## Exercise aim
Look through the data below and work out how many lines hold "pink"; state only the number.

[Saved entries]
━━━━━━━━━━━━━━━━━━━━━━━━━━━━━━

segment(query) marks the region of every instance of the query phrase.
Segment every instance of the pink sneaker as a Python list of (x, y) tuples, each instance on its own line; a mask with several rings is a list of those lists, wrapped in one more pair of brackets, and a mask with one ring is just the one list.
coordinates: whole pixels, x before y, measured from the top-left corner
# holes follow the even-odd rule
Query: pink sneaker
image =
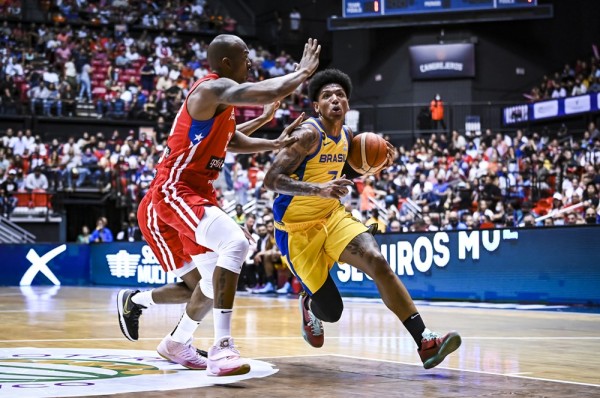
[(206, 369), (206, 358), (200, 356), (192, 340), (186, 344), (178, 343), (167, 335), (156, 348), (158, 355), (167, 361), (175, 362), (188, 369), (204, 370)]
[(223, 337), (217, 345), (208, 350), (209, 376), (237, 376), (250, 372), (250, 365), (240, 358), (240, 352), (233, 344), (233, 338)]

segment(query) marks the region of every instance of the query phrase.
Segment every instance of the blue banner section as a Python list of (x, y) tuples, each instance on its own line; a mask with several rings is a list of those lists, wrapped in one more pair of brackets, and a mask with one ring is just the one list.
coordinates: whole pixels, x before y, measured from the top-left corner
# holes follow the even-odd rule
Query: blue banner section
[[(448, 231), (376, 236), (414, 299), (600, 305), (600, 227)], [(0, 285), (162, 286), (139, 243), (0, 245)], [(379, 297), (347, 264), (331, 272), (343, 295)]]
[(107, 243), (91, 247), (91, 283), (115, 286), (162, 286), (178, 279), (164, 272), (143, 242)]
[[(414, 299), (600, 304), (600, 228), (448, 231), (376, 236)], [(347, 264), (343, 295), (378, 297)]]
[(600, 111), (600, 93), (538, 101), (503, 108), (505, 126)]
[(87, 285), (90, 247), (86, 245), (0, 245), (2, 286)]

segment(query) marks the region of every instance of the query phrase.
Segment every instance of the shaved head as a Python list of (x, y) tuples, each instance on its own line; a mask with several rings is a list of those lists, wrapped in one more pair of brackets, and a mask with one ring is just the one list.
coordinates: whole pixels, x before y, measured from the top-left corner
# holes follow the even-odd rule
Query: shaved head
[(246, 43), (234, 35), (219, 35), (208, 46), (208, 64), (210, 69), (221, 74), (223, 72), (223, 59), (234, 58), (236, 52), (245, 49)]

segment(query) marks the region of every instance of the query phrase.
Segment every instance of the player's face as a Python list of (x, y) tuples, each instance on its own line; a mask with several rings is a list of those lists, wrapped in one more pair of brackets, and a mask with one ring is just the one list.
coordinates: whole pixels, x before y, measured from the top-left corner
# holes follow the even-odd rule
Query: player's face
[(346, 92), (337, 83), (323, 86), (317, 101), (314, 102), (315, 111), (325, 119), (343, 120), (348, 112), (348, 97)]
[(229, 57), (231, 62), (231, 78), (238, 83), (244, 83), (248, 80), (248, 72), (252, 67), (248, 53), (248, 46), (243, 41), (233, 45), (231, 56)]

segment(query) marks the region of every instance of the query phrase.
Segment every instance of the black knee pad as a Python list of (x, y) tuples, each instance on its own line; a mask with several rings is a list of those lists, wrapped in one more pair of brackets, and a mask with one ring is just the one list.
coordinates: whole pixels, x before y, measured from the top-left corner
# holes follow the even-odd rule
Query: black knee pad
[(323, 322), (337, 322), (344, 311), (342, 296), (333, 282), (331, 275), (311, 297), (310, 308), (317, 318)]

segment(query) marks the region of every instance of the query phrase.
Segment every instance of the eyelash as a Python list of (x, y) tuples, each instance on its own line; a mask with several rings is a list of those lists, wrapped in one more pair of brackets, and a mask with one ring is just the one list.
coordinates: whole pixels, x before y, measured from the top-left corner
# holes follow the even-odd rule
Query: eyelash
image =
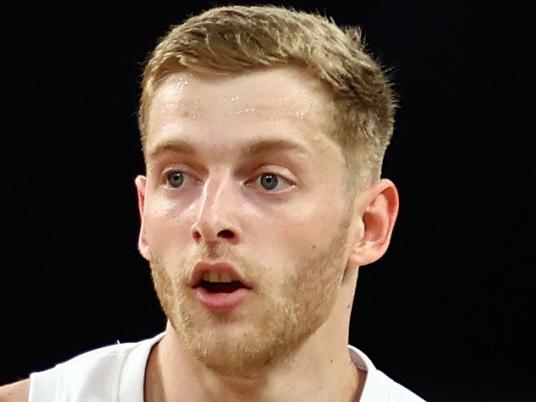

━━━━━━━━━━━━━━━━━━━━━━━━━━━━━━

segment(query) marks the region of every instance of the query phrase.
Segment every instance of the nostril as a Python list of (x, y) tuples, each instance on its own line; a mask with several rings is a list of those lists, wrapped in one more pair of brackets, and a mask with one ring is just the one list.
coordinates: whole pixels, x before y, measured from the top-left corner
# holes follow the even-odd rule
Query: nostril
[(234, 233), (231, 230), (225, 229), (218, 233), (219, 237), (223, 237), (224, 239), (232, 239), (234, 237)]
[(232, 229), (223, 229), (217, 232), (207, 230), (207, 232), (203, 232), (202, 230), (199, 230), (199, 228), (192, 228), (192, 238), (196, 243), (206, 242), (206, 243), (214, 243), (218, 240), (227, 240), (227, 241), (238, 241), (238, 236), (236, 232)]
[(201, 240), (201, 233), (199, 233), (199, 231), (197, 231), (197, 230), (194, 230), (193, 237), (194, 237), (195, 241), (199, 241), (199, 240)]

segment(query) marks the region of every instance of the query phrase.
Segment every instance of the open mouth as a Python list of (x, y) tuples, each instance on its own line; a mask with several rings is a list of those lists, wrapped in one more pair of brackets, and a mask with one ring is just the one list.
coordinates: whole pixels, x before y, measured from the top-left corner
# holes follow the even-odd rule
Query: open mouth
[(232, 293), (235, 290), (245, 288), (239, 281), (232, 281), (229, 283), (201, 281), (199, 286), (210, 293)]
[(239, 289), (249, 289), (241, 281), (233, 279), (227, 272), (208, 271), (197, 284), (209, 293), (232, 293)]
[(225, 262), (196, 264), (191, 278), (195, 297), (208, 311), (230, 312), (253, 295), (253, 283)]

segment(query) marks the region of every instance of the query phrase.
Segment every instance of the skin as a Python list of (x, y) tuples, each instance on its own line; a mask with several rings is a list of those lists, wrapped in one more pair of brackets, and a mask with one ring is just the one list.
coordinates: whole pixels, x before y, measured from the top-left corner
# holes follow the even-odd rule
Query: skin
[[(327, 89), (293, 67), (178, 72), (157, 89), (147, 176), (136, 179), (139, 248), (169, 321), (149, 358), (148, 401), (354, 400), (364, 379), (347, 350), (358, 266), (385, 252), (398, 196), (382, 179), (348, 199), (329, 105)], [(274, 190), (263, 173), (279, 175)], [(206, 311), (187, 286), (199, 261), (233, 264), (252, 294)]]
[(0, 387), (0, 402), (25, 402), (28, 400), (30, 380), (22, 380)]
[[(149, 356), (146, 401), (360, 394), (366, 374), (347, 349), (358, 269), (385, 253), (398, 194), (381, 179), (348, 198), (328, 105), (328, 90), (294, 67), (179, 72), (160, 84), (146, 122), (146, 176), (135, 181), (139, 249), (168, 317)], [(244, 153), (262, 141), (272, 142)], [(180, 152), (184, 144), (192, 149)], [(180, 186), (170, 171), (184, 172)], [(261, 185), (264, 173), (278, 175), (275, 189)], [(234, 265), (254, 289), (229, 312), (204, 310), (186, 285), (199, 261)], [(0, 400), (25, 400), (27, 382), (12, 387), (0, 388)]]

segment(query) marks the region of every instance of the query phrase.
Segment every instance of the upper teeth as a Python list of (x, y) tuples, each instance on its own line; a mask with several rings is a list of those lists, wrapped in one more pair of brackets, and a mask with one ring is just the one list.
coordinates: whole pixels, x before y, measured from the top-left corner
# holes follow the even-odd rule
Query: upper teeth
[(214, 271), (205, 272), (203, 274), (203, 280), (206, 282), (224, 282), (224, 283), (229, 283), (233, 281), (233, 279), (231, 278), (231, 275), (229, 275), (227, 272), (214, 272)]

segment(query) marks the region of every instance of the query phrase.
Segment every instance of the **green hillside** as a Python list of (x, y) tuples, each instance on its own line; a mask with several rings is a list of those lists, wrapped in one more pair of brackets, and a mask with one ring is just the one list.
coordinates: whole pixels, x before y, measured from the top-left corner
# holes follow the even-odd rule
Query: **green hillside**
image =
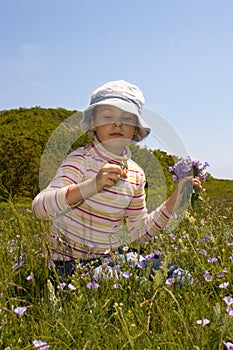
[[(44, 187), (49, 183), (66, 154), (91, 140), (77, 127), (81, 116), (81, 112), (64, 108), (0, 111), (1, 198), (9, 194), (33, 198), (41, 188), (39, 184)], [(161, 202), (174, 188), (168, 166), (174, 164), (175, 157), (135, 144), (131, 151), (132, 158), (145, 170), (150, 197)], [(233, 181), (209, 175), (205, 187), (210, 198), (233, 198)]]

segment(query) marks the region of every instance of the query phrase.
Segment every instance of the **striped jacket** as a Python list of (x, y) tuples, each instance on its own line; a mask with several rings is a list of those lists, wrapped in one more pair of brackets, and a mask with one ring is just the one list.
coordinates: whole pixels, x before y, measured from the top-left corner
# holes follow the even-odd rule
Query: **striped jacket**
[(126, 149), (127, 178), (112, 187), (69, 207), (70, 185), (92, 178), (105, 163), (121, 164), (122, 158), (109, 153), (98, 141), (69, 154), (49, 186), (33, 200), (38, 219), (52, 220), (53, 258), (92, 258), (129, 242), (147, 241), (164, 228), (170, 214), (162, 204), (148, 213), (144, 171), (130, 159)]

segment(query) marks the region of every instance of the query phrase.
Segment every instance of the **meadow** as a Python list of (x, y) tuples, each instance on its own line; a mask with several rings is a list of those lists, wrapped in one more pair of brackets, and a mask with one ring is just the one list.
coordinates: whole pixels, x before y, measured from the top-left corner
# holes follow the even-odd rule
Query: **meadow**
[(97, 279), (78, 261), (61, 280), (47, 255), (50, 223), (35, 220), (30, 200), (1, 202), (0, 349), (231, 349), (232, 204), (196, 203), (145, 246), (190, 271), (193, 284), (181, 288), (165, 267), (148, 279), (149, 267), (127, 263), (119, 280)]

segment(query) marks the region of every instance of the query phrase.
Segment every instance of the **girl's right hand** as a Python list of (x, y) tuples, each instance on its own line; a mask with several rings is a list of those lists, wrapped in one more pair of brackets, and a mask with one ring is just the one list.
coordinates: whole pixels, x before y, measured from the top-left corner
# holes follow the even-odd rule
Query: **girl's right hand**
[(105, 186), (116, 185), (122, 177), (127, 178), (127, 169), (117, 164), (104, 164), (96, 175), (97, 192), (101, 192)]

━━━━━━━━━━━━━━━━━━━━━━━━━━━━━━

## Solution to the problem
2